Text passage:
In addition, when the input image 101 determined to be defective D1 by the defect detection unit 30 is determined to be non-defective D11 by the defect identification unit 40 and is determined to be defective D23 by the annotation unit 5, the determination results of the defect detection unit 30 and the annotation unit 5 are the same. However, the determination results of the defect identification unit 40 and the annotation unit 5 are different. Therefore, the selection unit 60 adds the input image 101 to the defective portion data for teacher data D13.

The input image 101 is input as learning data to each of the feature amount learning unit 34 and the identification learning unit 42 selected by the selection unit 60 for relearning. Then, the feature amount learning unit 34 and the identification learning unit 42 perform progressive relearning.

FIG. 8 is a flowchart illustrating an example of appearance inspection processing performed by the appearance inspection apparatus 10 according to the first embodiment. The appearance inspection processing illustrated in FIG. 8 is an aspect of the appearance inspection method according to the present invention, and the details of the processing will be described mainly with reference to FIGS. 1, 2, 3, and 5.

First, in order to generate a trained model, the inspector 6 visually determines whether there is a defect in an input image 2, and the annotation unit 5 associates annotation information with the input image 2 (S21). The input image 2 associated with the annotation information is used as the teacher data 7 illustrated in FIG. 1.

Next, the learning unit 8 reads the teacher data 7 and generates a trained model by deep learning (S22). In the defect detection unit 30, the feature amount learning unit 34 reads sound portion data for teacher data D4 and generates a defect detection model. In the defect identification unit 40, the identification learning unit 42 reads defective portion data for teacher data D13 and generates a defect identification model.

Rows:
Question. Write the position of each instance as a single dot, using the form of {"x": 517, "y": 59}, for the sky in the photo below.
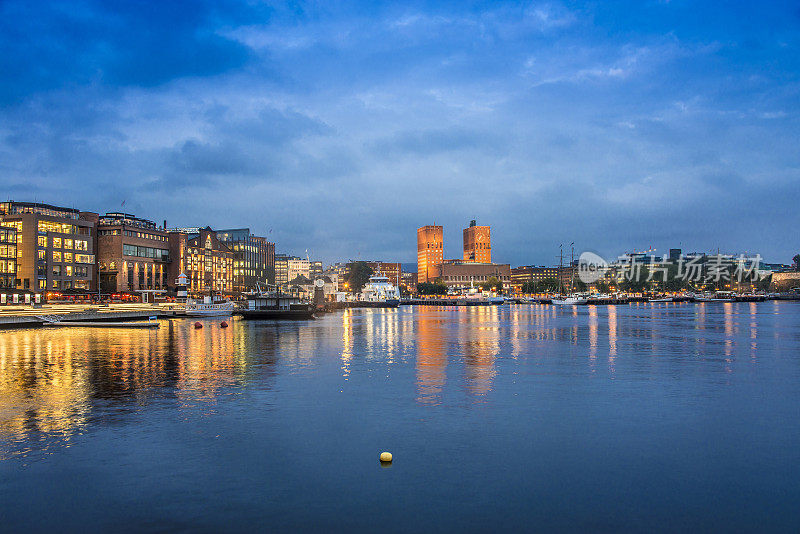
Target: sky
{"x": 338, "y": 128}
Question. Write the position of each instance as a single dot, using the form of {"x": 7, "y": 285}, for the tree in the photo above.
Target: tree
{"x": 358, "y": 276}
{"x": 437, "y": 287}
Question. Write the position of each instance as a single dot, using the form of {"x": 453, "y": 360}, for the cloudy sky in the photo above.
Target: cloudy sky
{"x": 341, "y": 127}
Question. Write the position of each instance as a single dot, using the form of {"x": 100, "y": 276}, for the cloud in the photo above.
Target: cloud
{"x": 345, "y": 126}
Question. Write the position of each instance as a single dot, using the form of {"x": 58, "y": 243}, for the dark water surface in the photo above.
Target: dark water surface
{"x": 643, "y": 417}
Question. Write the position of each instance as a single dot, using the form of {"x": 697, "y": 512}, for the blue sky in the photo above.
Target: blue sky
{"x": 341, "y": 127}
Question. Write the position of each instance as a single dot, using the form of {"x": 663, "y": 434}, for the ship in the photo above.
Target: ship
{"x": 379, "y": 292}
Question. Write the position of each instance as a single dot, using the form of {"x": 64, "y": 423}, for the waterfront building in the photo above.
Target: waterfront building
{"x": 281, "y": 269}
{"x": 393, "y": 271}
{"x": 55, "y": 246}
{"x": 409, "y": 280}
{"x": 254, "y": 259}
{"x": 531, "y": 273}
{"x": 297, "y": 266}
{"x": 461, "y": 274}
{"x": 315, "y": 269}
{"x": 132, "y": 254}
{"x": 430, "y": 251}
{"x": 8, "y": 258}
{"x": 477, "y": 243}
{"x": 206, "y": 260}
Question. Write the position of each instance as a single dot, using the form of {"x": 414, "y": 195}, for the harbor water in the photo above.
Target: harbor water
{"x": 640, "y": 417}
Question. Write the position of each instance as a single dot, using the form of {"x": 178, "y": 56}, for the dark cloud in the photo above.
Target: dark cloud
{"x": 344, "y": 127}
{"x": 45, "y": 46}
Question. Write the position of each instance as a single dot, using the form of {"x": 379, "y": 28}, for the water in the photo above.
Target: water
{"x": 642, "y": 417}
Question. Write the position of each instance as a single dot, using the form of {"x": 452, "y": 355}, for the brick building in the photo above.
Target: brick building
{"x": 132, "y": 254}
{"x": 206, "y": 260}
{"x": 55, "y": 246}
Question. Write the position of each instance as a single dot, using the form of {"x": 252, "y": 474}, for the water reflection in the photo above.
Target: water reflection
{"x": 431, "y": 361}
{"x": 54, "y": 384}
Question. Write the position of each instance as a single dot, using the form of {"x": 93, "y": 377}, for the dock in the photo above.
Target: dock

Actions to take:
[a] In the passage about the appearance inspection apparatus, how does the learning unit 8 generate a trained model?
[b] Say whether each statement agrees with the passage about the appearance inspection apparatus. Answer yes or no, and quote the deciding words.
(i) The identification learning unit 42 reads sound portion data for teacher data D4.
(ii) The inspector 6 checks by eye whether an input image 2 has a defect.
(iii) The feature amount learning unit 34 and the identification learning unit 42 perform progressive relearning.
[c] Go on with the passage about the appearance inspection apparatus from the point where it stops.

Written responses:
[a] By deep learning.

[b]
(i) No: "the identification learning unit 42 reads defective portion data for teacher data D13"
(ii) Yes: "the inspector 6 visually determines whether there is a defect in an input image 2"
(iii) Yes: "the feature amount learning unit 34 and the identification learning unit 42 perform progressive relearning"

[c]
Next, the defect inference unit 3 infers a defect in the input image 2 using the trained model (S23). In the defect inference unit 3, processing of the defect detection unit 30 and the defect identification unit 40 is performed.

As illustrated in FIG. 4, the feature amount inference unit 31 of the defect detection unit 30 restores the input image 101 using the defect detection model using the restoration unit 32, and determines a difference between the input image 101 and the restored image 103 using the difference determination unit 33 (S24).

Next, the difference determination unit 33 determines whether there is a defect (S25). When the difference determination unit 33 determines that there is no defect (NO in S25), this processing ends. When the difference determination unit 33 determines that there is a defect (YES in S25), the identification inference unit 41 of the defect identification unit 40 infers the identification of the defect in the input image 101 using the defect identification model as illustrated in FIG. 5 (S26).

Next, the inspector 6 visually determines whether there is a defect in an input image 2, and the annotation unit 5 associates annotation information with the input image 2 (S27).

Next, the engineer 61 selects an input image 101 to be used for relearning and a trained model to be retrained using the selection unit 60 (S28), and the feature amount learning unit 34 and the identification learning unit 42 relearn the trained models (S29), and this processing ends. The input image 101 to be used for relearning is the teacher data 7 illustrated in FIG. 1. The trained models to be retrained are the defect detection model in the defect detection unit 30 and the defect identification model in the defect identification unit 40.

Example of Hardware Configuration of Computer

Next, a hardware configuration of a computer 70 constituting the appearance inspection apparatus 10 will be described.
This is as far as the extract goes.